• [EXCERPT]
>>>
But the headsets are expensive and not used widely, and brands are unsure how to advertise on the medium, which also makes VR extremely difficult to scale from production, technology and distribution standpoints, said Mike Dossett, associate director for digital strategy at RPA, who closely follows VR and its variants.
Publishers can get more audience scale by doing 360 video, VR’s lower-tech cousin that doesn’t take a special headset to view. But 360 is less captivating, both because of its less immersive nature and because the newsroom skills haven’t caught up. That risks diluting the experience and letting down viewers who are still new to the tech.
Dossett said he’s not seeing publishers scale back, but at the same time, he’s not seeing new ones jump into the fray. “We’re not getting a new flush of activity,” he said. “VR is still in the late stages of experimentation.”
Publishers doing VR are still relying on branded content, and for a lucky few, tech company funding. But there’s no guarantee the tech dollars will last. Shetty acknowledged the VR ecosystem would be more modest if not for the tech dollars feeding it. “They play a pretty big role,” he said. When the Times’ Samsung partnership ends after a year, the publisher will likely still do 360 video, but may do them less frequently, depending on the newsroom’s other priorities.
<<<
• [THINGS TO DO]
**A)** From the excerpt about publishers and VR, write out the part that opens with the words containing "Dossett said he’s" and closes with "newsroom’s other priorities.".
**B)** Render this sentence from the excerpt about publishers and VR in Spanish: "Dossett said he’s not seeing publishers scale back, but at the same time, he’s not seeing new ones jump into the fray."
**C)** State whether each statement agrees with the excerpt about publishers and VR. Answer yes or no, and quote the deciding words.
(i) Viewing 360 video requires a special headset.
(ii) Dossett calls VR still in the late stages of experimentation.
(iii) Publishers doing VR no longer rely on branded content.
Base every response on the excerpt about publishers and VR alone.

• [SUPPLIED MATERIAL]
>>>
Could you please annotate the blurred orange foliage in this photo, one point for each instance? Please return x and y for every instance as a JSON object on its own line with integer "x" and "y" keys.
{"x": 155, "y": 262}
<<<
• [EXPECTED OUTPUTS]
**A)**
Dossett said he’s not seeing publishers scale back, but at the same time, he’s not seeing new ones jump into the fray. “We’re not getting a new flush of activity,” he said. “VR is still in the late stages of experimentation.”
Publishers doing VR are still relying on branded content, and for a lucky few, tech company funding. But there’s no guarantee the tech dollars will last. Shetty acknowledged the VR ecosystem would be more modest if not for the tech dollars feeding it. “They play a pretty big role,” he said. When the Times’ Samsung partnership ends after a year, the publisher will likely still do 360 video, but may do them less frequently, depending on the newsroom’s other priorities.

**B)** Dossett dijo que no ve que los editores estén reduciendo su actividad, pero, al mismo tiempo, no ve que otros nuevos se sumen a la contienda.

**C)**
(i) No: "VR’s lower-tech cousin that doesn’t take a special headset to view"
(ii) Yes: "VR is still in the late stages of experimentation."
(iii) No: "Publishers doing VR are still relying on branded content"